Reproduce the following lines exactly as they appear.

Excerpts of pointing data

+---+

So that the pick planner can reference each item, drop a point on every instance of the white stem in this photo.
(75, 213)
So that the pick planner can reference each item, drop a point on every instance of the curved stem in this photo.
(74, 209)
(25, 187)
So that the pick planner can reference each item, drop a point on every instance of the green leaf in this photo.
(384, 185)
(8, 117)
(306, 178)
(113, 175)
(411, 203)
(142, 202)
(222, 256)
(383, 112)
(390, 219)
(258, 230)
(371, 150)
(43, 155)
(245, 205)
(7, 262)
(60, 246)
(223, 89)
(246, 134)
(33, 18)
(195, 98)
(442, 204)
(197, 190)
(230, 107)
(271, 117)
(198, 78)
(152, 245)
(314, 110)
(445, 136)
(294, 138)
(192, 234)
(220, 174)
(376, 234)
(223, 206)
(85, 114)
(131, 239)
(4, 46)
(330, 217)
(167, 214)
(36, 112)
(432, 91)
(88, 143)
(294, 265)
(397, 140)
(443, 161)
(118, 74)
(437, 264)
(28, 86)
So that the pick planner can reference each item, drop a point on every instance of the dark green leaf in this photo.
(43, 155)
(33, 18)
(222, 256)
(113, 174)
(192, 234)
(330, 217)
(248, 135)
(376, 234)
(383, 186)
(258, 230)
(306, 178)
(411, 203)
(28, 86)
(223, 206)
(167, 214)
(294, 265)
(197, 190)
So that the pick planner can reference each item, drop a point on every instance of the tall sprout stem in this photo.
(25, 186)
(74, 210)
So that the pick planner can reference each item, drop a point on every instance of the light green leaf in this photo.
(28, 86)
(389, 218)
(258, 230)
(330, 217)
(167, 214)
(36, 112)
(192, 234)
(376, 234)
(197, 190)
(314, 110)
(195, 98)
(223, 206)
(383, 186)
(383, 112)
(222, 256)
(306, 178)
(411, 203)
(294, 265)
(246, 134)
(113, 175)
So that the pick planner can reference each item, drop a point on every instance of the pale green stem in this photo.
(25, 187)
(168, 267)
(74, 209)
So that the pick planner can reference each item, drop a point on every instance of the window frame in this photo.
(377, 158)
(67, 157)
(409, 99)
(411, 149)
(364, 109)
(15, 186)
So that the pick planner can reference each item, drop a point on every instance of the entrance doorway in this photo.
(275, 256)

+---+

_WRITTEN SOLUTION_
So that the pick planner can reference each item, drop a point on every instance of the white stem in this photo.
(75, 213)
So that the pick planner can reference each item, drop a point on every instance of the curved stem in this photo.
(74, 209)
(25, 187)
So that the pick planner can reference each item, drop a point on every instance of the green leaf in this photo.
(384, 185)
(8, 117)
(306, 178)
(113, 175)
(411, 203)
(142, 202)
(222, 256)
(383, 112)
(390, 219)
(258, 230)
(371, 150)
(43, 155)
(245, 205)
(7, 262)
(60, 246)
(223, 89)
(246, 134)
(33, 18)
(195, 98)
(442, 204)
(197, 190)
(230, 107)
(271, 117)
(198, 78)
(152, 245)
(314, 110)
(445, 136)
(294, 138)
(192, 234)
(220, 174)
(376, 234)
(223, 206)
(85, 114)
(131, 239)
(4, 46)
(330, 217)
(167, 214)
(36, 112)
(432, 91)
(88, 143)
(294, 265)
(397, 140)
(443, 161)
(118, 74)
(437, 264)
(28, 86)
So that the pick planner can reference each item, drop a point on every instance of the dark green leaf in this photo.
(43, 155)
(33, 18)
(222, 256)
(113, 174)
(192, 234)
(330, 217)
(248, 135)
(376, 234)
(383, 186)
(258, 230)
(306, 178)
(411, 203)
(28, 86)
(223, 206)
(167, 214)
(294, 265)
(197, 190)
So that the pick planner can reference each item, drop a point on every instance of the tall sprout stem in this photo.
(25, 186)
(74, 210)
So that the pick planner can reference each item, drop a point on every instance of the light green leaf in this photo.
(28, 86)
(389, 218)
(258, 230)
(330, 217)
(167, 214)
(36, 112)
(192, 234)
(376, 234)
(197, 190)
(314, 110)
(195, 98)
(223, 206)
(383, 186)
(383, 112)
(222, 256)
(306, 178)
(411, 203)
(294, 265)
(246, 134)
(113, 175)
So that the pick planner can reference each item, drop a point on every instance of the pale green stem in this photo.
(25, 187)
(168, 267)
(74, 209)
So that the pick planner can reference each item, drop a point on every instance of the window frame in this photo.
(377, 158)
(67, 157)
(409, 99)
(411, 149)
(364, 109)
(15, 186)
So that the pick planner can reference each item, drop a point on every instance of the entrance doorway in this photo.
(275, 256)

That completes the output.